*** Opening SUPPLIED MATERIAL ***

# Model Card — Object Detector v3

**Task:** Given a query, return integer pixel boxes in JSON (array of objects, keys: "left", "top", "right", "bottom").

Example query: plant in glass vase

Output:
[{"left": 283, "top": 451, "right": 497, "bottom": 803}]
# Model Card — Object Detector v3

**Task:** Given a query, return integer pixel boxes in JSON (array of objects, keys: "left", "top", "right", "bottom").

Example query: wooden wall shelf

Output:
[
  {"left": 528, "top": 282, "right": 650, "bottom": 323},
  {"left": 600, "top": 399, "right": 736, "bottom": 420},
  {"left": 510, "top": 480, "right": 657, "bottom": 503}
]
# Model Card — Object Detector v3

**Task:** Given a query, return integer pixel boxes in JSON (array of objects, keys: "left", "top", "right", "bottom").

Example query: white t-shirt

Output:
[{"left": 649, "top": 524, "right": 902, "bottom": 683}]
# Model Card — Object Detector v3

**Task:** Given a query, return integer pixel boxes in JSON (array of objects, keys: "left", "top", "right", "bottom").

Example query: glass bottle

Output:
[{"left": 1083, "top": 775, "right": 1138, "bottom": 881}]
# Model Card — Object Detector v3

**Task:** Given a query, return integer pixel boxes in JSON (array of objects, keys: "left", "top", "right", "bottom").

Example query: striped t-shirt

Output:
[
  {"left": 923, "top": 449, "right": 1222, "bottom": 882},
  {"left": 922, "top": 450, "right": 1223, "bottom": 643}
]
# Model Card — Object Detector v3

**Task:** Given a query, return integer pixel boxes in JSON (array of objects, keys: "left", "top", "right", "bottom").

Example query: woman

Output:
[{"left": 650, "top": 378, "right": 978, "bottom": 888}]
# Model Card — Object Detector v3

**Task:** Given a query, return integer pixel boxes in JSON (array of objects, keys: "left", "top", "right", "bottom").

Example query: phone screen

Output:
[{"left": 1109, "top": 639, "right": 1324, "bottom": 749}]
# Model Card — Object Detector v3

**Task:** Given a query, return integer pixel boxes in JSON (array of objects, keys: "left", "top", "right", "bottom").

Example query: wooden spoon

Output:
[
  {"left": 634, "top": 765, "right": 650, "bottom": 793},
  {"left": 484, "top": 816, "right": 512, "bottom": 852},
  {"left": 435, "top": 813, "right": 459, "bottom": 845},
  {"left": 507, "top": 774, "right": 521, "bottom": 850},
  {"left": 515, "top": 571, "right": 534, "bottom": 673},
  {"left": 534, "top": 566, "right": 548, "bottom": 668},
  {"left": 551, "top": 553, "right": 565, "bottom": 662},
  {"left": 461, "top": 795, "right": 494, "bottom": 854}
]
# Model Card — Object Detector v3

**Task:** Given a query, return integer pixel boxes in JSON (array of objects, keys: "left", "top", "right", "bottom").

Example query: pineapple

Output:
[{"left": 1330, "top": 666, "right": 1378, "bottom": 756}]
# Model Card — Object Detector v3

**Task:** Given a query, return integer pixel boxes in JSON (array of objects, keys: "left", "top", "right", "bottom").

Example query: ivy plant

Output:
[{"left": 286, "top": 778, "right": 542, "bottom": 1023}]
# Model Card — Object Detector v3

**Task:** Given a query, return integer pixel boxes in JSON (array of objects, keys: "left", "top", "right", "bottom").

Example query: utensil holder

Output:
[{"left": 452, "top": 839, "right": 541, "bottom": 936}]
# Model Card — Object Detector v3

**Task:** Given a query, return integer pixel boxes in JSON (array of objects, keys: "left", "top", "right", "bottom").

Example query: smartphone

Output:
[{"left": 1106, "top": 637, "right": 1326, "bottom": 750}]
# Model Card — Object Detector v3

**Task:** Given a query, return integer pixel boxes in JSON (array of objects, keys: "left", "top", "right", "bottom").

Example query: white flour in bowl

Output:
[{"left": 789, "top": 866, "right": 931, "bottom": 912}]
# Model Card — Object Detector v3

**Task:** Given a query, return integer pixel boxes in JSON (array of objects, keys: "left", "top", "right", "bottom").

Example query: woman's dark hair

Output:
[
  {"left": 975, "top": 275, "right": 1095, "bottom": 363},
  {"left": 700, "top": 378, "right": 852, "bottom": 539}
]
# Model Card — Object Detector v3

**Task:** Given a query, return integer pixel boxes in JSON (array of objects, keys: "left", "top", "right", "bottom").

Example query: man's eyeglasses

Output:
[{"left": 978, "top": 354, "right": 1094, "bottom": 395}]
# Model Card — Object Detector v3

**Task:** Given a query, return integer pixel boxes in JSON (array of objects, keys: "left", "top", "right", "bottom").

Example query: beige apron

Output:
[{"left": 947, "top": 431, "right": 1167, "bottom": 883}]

*** Closing SUPPLIED MATERIAL ***

WHAT YOU NEED TO DO:
The records above should be given again in full, exactly as written.

RESPONSE TO THE TASK:
# Model Card — Object Detector v3

**Task:** Given a query, return integer pixel boxes in JSON (array of objects, keys: "left", "top", "right", "bottom").

Example query: plant in glass vase

Output:
[{"left": 283, "top": 451, "right": 497, "bottom": 803}]
# Model Card — Object Detector v3

**Task:** Given a query, return integer pixel boxes in JSON (array of objects, keys: "left", "top", "right", "bottom").

Example query: wooden wall shelf

Output:
[
  {"left": 528, "top": 282, "right": 650, "bottom": 323},
  {"left": 600, "top": 399, "right": 736, "bottom": 420},
  {"left": 510, "top": 480, "right": 657, "bottom": 503}
]
# Model Card — Object Detector v3

**Task:** Given a query, return integer pixel boxes in JSON (array of objects, keys: "left", "top", "right", "bottom").

Example query: white t-shirt

Output:
[{"left": 649, "top": 524, "right": 902, "bottom": 683}]
# Model Card — Object Detector v3

**Task:** Given a query, return integer pixel boxes in JSON (array of objects, keys: "left", "top", "right", "bottom").

Example query: glass bottle

Output:
[{"left": 1083, "top": 775, "right": 1138, "bottom": 881}]
# Model Card — Object Detector v3

**Task:** Given a query, return integer pixel boxes in JSON (array of objects, keys: "left", "top", "right", "bottom").

Example query: striped t-shirt

Output:
[
  {"left": 923, "top": 449, "right": 1222, "bottom": 882},
  {"left": 922, "top": 450, "right": 1223, "bottom": 643}
]
# Model Card — Object Detector v3

**Task:** Given a query, return integer pixel boxes in JSON (array of objects, keys: "left", "top", "right", "bottom").

Example query: woman

Output:
[{"left": 650, "top": 378, "right": 978, "bottom": 888}]
# Model Card — Object Detector v3

**Task:** Given a query, return integer pixel boxes in JSON (array of objects, keys: "left", "top", "right", "bottom").

Example query: phone screen

Output:
[{"left": 1109, "top": 639, "right": 1324, "bottom": 749}]
# Model Card — Object Detector v3

**Task:** Given a query, return integer pixel boxes in JSON (array of objects, keys: "left", "top", "right", "bottom").

Example query: wooden spoon

Output:
[
  {"left": 634, "top": 765, "right": 650, "bottom": 793},
  {"left": 484, "top": 816, "right": 512, "bottom": 852},
  {"left": 435, "top": 813, "right": 459, "bottom": 845},
  {"left": 507, "top": 774, "right": 521, "bottom": 850},
  {"left": 515, "top": 571, "right": 534, "bottom": 673},
  {"left": 534, "top": 566, "right": 548, "bottom": 668},
  {"left": 551, "top": 553, "right": 565, "bottom": 662},
  {"left": 461, "top": 795, "right": 494, "bottom": 854}
]
# Model Card — Object Detector v3

**Task:** Given a query, return integer pixel boxes in JSON (array of objects, keys: "left", "top", "right", "bottom").

Example query: pineapple

Output:
[{"left": 1330, "top": 666, "right": 1378, "bottom": 756}]
# Model Card — Object Detector v3

**Task:** Given a query, return integer pixel boxes in JSON (array of objects, keys: "left", "top", "right", "bottom").

Example query: ivy plant

Output:
[{"left": 286, "top": 778, "right": 542, "bottom": 1023}]
# Model Card — Object Detector v3

**Task:** Given a query, return integer pixel boxes in JSON (array of objects, keys: "left", "top", "right", "bottom").

Example query: utensil holder

Output:
[{"left": 452, "top": 839, "right": 541, "bottom": 936}]
# Model Card — Object Detector v3

**Task:** Given a query, return integer pixel boxes in JSON (array of objects, keys: "left", "top", "right", "bottom").

Example query: smartphone

Output:
[{"left": 1106, "top": 637, "right": 1326, "bottom": 750}]
# Model Card — Object Detector v3

**Task:** Given a query, return integer pixel boxes in JSON (array of objects, keys: "left", "top", "right", "bottom").

Example query: white flour in bowl

Output:
[{"left": 789, "top": 866, "right": 931, "bottom": 912}]
# Model Card — Object Detector v3

**Task:** Given a query, return integer pixel boxes in JSON (array of objects, keys: "left", "top", "right", "bottom").

Example query: woman's dark hair

Output:
[
  {"left": 975, "top": 275, "right": 1095, "bottom": 363},
  {"left": 700, "top": 378, "right": 852, "bottom": 539}
]
# Model Card — Object Detector v3

**Task:** Given a query, return integer pixel boxes in JSON (array of objects, keys: "left", "top", "right", "bottom").

Example query: man's eyeglasses

Output:
[{"left": 978, "top": 354, "right": 1094, "bottom": 395}]
# Model Card — Object Detector v3

**Task:** Given a query, return integer pixel boxes in JSON (array of objects, keys: "left", "top", "right", "bottom").

Example query: beige apron

Output:
[{"left": 947, "top": 431, "right": 1167, "bottom": 883}]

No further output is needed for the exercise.